**EXTRACTED TEXT**.
——————————
A great many applications of statistics in the natural and social sciences aim at finding or confirming causal hypotheses. While the theory of experimental design is well developed, much of the data in epidemiology, economics and policy studies is a mix of observational and experimental data, often with little of the latter. While causal inferences from observational data have been the practical basis for a great deal of quantitative social science, the reliability of such inferences has been dismissed by theorists without much study. In seems likely that work in Philosophy at Carnegie Mellon is slowly helping to change both theory and practice. For fifteen years, Richard Scheines, Clark Glymour, and Peter Spirtes (aka "The TETRAD Group", sometimes including Kelly) have worked together and with students on the representation of causal hypotheses by "Bayes nets," on methods for finding such representations from data, and on the reliability limits of any possible methods. Their work has been controversial but, at last, is gaining notice in economics, biology, space physics, educational research and elsewhere. Much of the recent philosophical writing on causation (outside of Princeton) either addresses the TETRAD framework and results critically, or elaborates on one or another of its assumptions or theorems. In part because of their influence, the annual conference on Bayes networks, Uncertainty in Artificial Intelligence, has changed from principally discussing data compaction through conditional independence to include work on causal representation, inference and prediction.
——————————
**GIVEN INFORMATION**.
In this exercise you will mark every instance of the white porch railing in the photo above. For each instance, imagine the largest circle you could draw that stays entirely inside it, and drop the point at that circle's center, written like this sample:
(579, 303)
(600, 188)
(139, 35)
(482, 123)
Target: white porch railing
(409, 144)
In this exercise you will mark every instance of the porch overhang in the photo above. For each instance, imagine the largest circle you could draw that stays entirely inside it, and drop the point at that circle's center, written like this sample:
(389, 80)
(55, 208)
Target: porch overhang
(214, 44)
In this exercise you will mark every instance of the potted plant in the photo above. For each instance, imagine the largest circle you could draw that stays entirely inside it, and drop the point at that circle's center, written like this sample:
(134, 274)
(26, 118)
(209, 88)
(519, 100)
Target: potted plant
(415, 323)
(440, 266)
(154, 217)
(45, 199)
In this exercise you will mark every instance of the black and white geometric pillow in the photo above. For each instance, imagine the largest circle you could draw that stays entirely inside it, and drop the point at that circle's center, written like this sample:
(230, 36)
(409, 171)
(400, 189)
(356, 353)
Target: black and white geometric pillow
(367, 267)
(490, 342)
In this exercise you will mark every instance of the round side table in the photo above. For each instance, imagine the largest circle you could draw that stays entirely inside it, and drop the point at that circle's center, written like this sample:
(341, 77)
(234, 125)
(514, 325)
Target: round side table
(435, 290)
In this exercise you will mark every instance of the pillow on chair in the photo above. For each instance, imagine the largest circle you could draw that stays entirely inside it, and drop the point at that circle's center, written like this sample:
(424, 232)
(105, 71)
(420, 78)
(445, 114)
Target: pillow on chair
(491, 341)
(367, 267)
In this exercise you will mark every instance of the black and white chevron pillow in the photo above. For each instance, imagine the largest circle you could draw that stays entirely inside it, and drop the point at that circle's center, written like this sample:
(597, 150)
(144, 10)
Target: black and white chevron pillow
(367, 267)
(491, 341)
——————————
Please answer these questions using the text on causal inference at Carnegie Mellon:
(a) In epidemiology, economics and policy studies, what is much of the data a mix of?
(b) For how many years have Scheines, Glymour, and Spirtes worked together?
(c) What is the name of the annual conference on Bayes networks?

**TASK RESPONSE**.
(a) Observational and experimental data, often with little of the latter.
(b) Fifteen years.
(c) Uncertainty in Artificial Intelligence.